------ Provided records

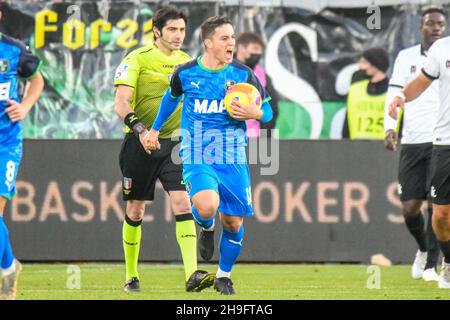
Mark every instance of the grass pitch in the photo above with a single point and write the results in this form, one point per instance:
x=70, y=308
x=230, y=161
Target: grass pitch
x=252, y=282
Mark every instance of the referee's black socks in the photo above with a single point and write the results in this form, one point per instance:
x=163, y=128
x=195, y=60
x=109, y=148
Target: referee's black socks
x=445, y=248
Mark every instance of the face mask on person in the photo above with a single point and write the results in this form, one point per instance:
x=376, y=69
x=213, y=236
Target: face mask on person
x=253, y=60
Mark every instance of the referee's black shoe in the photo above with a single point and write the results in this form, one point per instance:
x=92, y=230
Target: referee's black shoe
x=200, y=280
x=206, y=244
x=132, y=285
x=224, y=285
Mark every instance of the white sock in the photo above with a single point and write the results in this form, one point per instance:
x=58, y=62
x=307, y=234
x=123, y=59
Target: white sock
x=10, y=270
x=222, y=274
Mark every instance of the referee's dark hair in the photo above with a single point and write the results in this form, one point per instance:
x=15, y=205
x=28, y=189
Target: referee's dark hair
x=433, y=10
x=165, y=14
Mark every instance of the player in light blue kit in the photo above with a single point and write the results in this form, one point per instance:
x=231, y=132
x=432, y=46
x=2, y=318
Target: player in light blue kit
x=213, y=144
x=15, y=61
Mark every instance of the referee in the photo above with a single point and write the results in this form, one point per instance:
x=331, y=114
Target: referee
x=419, y=120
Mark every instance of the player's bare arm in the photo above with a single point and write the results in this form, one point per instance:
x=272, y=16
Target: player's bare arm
x=412, y=90
x=391, y=139
x=18, y=111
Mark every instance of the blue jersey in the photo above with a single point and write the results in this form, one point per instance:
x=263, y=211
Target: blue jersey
x=15, y=61
x=209, y=134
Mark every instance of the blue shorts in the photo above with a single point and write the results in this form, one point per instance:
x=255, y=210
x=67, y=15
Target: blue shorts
x=230, y=181
x=10, y=157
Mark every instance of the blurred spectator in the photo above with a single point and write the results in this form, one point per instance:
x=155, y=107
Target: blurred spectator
x=366, y=97
x=249, y=50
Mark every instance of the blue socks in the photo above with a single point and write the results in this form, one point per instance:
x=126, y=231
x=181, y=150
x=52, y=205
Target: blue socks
x=6, y=256
x=204, y=223
x=230, y=248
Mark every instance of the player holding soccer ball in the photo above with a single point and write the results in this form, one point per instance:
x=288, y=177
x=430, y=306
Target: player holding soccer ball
x=213, y=143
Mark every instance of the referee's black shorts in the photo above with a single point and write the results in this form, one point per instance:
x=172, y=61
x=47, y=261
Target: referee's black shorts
x=414, y=171
x=440, y=175
x=141, y=170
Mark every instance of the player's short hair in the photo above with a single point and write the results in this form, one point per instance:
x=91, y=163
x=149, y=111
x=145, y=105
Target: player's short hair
x=165, y=14
x=209, y=26
x=246, y=38
x=3, y=8
x=433, y=10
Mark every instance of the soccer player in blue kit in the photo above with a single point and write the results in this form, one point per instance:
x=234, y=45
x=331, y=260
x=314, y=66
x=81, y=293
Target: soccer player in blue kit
x=213, y=144
x=15, y=61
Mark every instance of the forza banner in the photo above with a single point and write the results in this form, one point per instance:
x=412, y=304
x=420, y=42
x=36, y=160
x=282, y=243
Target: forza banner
x=310, y=56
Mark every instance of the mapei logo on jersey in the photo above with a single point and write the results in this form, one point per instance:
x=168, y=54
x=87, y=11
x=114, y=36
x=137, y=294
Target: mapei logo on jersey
x=208, y=106
x=121, y=72
x=4, y=90
x=229, y=84
x=4, y=65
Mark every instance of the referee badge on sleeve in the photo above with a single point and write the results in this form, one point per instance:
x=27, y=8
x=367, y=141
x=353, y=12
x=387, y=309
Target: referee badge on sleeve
x=121, y=72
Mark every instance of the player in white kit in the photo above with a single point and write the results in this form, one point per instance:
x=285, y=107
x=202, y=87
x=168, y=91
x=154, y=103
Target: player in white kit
x=419, y=120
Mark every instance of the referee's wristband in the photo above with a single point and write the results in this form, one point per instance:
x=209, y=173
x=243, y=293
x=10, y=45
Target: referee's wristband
x=132, y=121
x=401, y=95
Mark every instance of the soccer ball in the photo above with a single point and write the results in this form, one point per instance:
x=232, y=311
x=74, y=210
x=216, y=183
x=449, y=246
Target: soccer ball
x=242, y=92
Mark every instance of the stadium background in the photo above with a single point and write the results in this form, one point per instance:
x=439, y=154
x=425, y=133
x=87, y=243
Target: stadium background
x=331, y=201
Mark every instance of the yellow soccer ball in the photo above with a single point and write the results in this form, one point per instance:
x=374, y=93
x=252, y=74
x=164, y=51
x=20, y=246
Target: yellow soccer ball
x=244, y=93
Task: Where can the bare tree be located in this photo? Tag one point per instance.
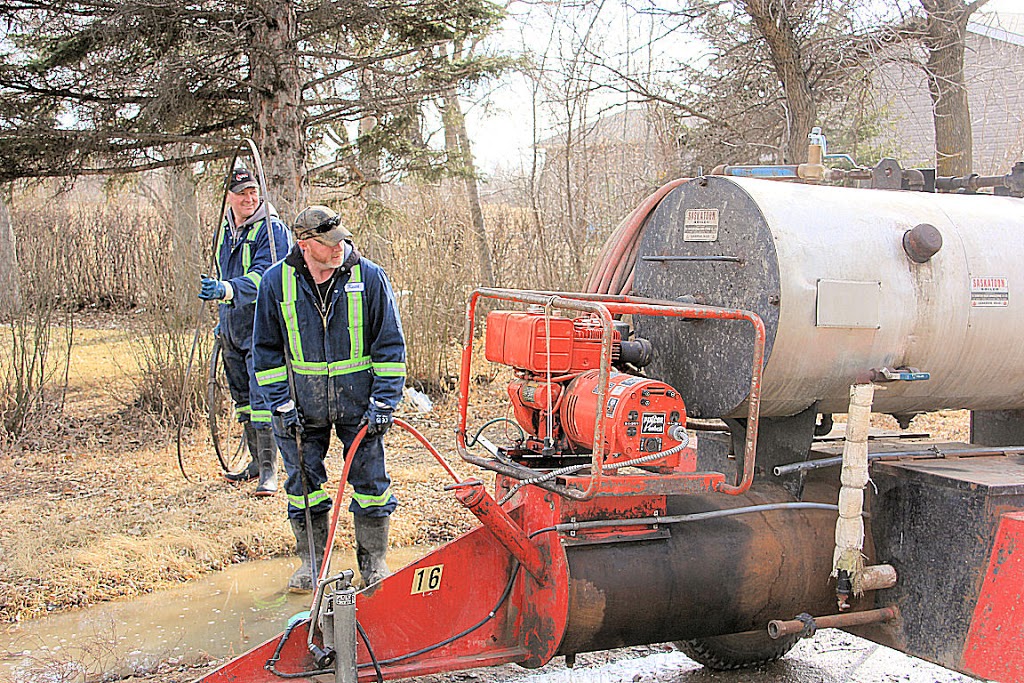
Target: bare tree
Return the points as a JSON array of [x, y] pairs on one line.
[[944, 37], [10, 297], [89, 86]]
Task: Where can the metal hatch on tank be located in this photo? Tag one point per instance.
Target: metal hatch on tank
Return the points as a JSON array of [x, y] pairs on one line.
[[827, 271]]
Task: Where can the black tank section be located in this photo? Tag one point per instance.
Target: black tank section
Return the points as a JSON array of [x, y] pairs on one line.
[[709, 361]]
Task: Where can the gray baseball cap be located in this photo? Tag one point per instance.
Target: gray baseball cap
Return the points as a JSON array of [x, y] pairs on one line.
[[321, 223]]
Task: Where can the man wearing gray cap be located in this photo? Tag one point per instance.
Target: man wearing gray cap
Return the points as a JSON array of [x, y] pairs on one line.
[[251, 239], [328, 328]]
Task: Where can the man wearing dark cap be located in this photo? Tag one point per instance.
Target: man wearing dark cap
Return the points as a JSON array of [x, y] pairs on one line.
[[327, 316], [251, 239]]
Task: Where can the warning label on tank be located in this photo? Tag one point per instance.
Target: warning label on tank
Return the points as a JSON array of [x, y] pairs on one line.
[[700, 225], [989, 293]]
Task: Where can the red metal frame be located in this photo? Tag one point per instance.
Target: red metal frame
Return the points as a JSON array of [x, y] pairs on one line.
[[603, 307], [993, 647]]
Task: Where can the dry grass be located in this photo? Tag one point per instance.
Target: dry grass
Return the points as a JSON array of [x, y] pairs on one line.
[[97, 510]]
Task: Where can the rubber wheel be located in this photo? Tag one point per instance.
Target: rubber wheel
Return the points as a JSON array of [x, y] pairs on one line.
[[225, 432], [736, 650]]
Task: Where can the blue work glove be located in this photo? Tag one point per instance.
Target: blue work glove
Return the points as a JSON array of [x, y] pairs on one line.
[[212, 290], [288, 420], [378, 418]]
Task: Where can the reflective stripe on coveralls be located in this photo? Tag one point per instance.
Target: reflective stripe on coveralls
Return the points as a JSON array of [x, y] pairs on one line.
[[355, 363], [315, 498], [247, 257]]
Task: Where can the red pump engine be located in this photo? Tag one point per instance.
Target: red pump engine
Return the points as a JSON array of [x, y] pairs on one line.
[[555, 392]]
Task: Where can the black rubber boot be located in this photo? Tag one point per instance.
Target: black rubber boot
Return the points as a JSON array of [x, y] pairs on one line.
[[266, 453], [302, 580], [251, 470], [371, 548]]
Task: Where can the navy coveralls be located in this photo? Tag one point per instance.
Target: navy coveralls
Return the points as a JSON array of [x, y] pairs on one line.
[[242, 262], [340, 356]]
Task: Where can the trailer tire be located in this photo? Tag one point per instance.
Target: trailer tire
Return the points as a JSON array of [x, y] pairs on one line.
[[736, 650]]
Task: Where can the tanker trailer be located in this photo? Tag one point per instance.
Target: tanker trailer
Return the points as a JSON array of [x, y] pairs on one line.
[[613, 522]]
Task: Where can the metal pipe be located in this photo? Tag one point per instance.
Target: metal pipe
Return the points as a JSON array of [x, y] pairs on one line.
[[822, 463], [692, 517], [473, 495], [778, 628]]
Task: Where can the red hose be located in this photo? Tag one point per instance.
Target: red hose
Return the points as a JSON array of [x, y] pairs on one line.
[[336, 508], [613, 270]]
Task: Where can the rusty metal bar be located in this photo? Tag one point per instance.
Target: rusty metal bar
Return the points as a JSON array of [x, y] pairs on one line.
[[778, 628], [822, 463], [473, 495]]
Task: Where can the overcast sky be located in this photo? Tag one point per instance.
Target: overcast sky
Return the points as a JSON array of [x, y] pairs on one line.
[[501, 125]]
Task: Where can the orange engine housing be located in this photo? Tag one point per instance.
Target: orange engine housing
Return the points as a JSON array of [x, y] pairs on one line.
[[638, 414], [520, 340]]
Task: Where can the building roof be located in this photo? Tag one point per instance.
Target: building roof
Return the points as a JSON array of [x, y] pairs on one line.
[[1008, 27]]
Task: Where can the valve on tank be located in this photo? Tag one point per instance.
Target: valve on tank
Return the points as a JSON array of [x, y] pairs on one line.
[[555, 392]]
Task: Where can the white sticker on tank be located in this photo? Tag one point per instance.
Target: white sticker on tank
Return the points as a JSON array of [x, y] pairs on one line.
[[989, 292], [700, 225]]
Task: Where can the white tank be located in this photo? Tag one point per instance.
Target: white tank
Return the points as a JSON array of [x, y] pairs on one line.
[[826, 269]]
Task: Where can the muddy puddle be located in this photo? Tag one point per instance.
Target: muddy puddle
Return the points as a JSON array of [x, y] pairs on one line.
[[218, 615]]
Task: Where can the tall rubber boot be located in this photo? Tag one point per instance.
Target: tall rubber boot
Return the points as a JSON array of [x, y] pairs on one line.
[[251, 470], [302, 580], [371, 547], [266, 454]]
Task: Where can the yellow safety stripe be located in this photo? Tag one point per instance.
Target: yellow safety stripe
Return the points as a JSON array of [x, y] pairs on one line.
[[309, 367], [354, 312], [289, 287], [365, 501], [315, 498], [271, 376], [389, 369]]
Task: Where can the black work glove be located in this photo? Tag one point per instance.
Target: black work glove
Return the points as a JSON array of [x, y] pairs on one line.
[[378, 418], [289, 421]]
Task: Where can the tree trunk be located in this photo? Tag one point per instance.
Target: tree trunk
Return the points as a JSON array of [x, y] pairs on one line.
[[457, 143], [772, 22], [946, 32], [275, 91], [369, 159], [9, 272]]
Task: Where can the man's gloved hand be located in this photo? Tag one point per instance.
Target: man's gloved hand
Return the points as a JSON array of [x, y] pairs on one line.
[[212, 290], [378, 418], [288, 419]]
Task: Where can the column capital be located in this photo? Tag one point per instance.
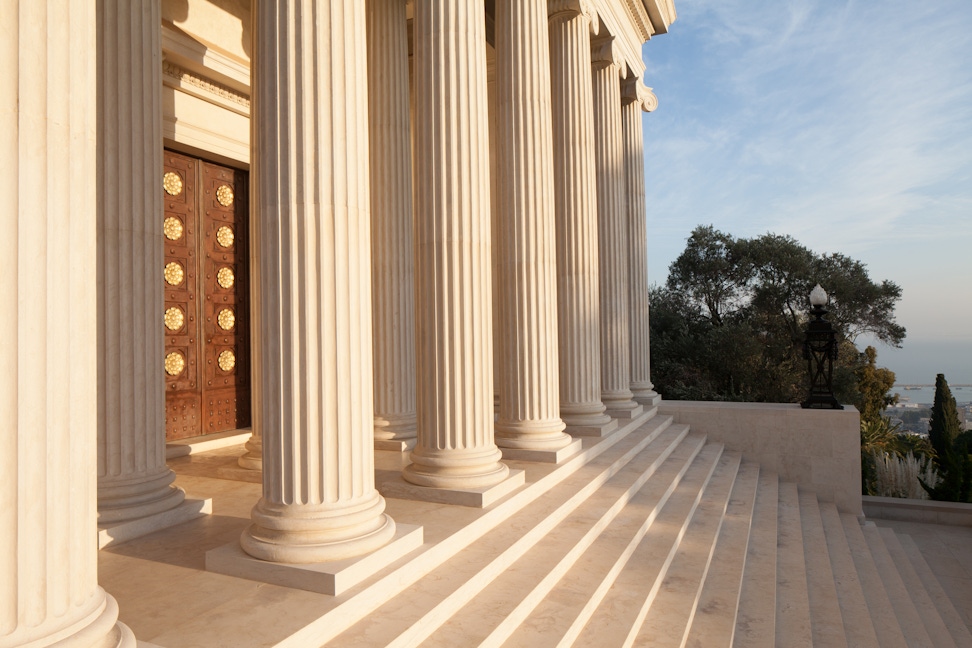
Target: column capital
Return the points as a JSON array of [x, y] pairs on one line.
[[574, 8], [632, 89], [605, 52]]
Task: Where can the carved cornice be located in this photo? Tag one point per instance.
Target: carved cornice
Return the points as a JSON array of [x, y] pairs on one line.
[[640, 18], [575, 8], [605, 51], [632, 89], [206, 86]]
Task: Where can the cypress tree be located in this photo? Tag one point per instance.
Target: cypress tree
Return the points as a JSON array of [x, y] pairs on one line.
[[953, 462], [944, 426]]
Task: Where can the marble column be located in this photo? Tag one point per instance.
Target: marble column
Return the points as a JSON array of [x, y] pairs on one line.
[[310, 85], [612, 230], [455, 448], [252, 459], [635, 98], [529, 414], [492, 110], [391, 225], [49, 593], [133, 479], [575, 192]]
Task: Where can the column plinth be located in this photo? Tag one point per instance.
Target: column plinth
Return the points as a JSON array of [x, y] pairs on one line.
[[529, 413], [49, 593], [635, 98], [612, 232], [391, 225], [316, 409], [133, 479], [575, 193], [455, 447]]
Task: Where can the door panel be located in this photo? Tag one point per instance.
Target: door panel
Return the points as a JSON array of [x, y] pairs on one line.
[[206, 305]]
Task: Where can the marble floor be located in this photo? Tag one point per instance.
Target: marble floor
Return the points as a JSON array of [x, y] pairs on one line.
[[948, 551], [168, 598]]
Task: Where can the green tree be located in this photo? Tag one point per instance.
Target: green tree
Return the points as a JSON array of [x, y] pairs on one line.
[[873, 388], [729, 322], [952, 458]]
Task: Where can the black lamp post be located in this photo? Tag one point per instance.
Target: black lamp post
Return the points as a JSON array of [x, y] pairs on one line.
[[820, 350]]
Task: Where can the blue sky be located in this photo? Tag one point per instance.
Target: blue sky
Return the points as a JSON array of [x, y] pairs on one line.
[[845, 124]]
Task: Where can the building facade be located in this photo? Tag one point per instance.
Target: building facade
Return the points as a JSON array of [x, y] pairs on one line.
[[410, 226]]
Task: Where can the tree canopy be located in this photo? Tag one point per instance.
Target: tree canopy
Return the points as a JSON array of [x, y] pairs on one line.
[[729, 322]]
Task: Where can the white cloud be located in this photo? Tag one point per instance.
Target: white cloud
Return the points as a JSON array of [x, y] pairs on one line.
[[847, 125]]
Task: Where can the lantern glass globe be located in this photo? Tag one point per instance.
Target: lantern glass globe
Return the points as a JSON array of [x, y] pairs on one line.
[[818, 297]]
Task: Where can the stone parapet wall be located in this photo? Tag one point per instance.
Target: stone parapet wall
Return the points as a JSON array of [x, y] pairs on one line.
[[817, 449], [912, 510]]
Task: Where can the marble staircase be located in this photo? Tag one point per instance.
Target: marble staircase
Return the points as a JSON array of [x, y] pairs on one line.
[[658, 539]]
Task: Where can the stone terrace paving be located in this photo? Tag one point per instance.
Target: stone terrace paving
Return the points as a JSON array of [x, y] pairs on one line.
[[649, 536]]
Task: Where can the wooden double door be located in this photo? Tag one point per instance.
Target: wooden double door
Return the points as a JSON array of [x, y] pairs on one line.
[[206, 280]]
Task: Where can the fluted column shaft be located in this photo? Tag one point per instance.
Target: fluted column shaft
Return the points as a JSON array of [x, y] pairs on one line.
[[310, 82], [391, 220], [529, 414], [49, 589], [576, 213], [612, 229], [635, 98], [133, 479], [455, 447], [252, 459]]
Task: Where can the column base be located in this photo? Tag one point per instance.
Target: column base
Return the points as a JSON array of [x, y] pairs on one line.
[[315, 533], [122, 500], [396, 433], [332, 577], [592, 430], [480, 497], [395, 445], [236, 473], [118, 532], [626, 413], [648, 398], [195, 445], [544, 456]]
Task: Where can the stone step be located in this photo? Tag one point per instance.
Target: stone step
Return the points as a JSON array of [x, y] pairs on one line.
[[792, 596], [674, 608], [624, 607], [950, 616], [558, 489], [756, 619], [408, 615], [937, 631], [883, 618], [587, 541], [858, 628], [826, 621], [904, 608], [715, 617]]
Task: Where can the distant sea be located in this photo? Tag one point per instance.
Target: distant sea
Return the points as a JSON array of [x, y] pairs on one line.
[[918, 361], [925, 394]]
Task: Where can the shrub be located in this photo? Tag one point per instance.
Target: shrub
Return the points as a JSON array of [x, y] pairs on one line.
[[896, 476]]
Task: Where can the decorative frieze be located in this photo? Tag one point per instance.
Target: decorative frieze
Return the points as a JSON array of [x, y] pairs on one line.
[[183, 77], [575, 192]]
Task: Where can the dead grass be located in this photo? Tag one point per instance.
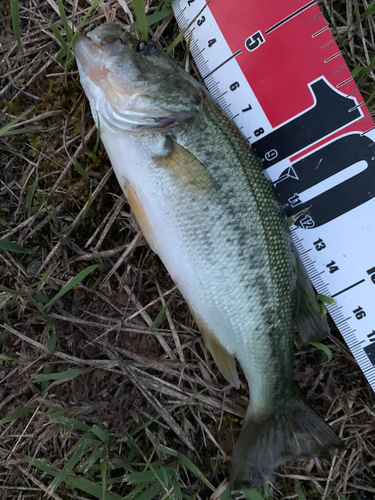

------------

— The request —
Copy out the lines of the records word for word, starting at the line that contains "Mark every instance of the blurred" and ending at the line that contains "x=310, y=56", with both of those lines included.

— Written answer —
Mark every instance of the blurred spectator in the photo above with a single point and write the results in this form, one point per instance:
x=155, y=107
Target: blurred spectator
x=366, y=97
x=249, y=50
Mark every instance of the blue socks in the photo above with a single point and write the results in this form, one point per instance:
x=126, y=231
x=181, y=150
x=52, y=205
Target: blue socks
x=6, y=256
x=204, y=223
x=230, y=248
Mark every instance of the player holding soccer ball in the photo above with a single point and write the results in this form, one point per instance:
x=288, y=177
x=430, y=306
Target: player holding soccer ball
x=213, y=143
Mark every instance of the referee's black shorts in the photo above with a single point and write the results in this form, one point per instance:
x=172, y=61
x=47, y=261
Target: referee's black shorts
x=414, y=171
x=440, y=175
x=141, y=170
Mark every instance of the player's short hair in the photo above with a single point and write the results in this form, one point per instance:
x=91, y=163
x=149, y=111
x=145, y=105
Target: player's short hair
x=165, y=14
x=209, y=26
x=246, y=38
x=3, y=8
x=433, y=10
Mark every instance of the soccer player in blue kit in the photo above with a single point and write the results in this form, one point per instance:
x=234, y=45
x=331, y=260
x=314, y=66
x=81, y=293
Target: soccer player in blue kit
x=213, y=144
x=15, y=61
Mark every instance of the forza banner in the photo above with a single point and write the results in this form, one point per instance:
x=412, y=304
x=420, y=42
x=36, y=160
x=282, y=243
Target: forza banner
x=310, y=56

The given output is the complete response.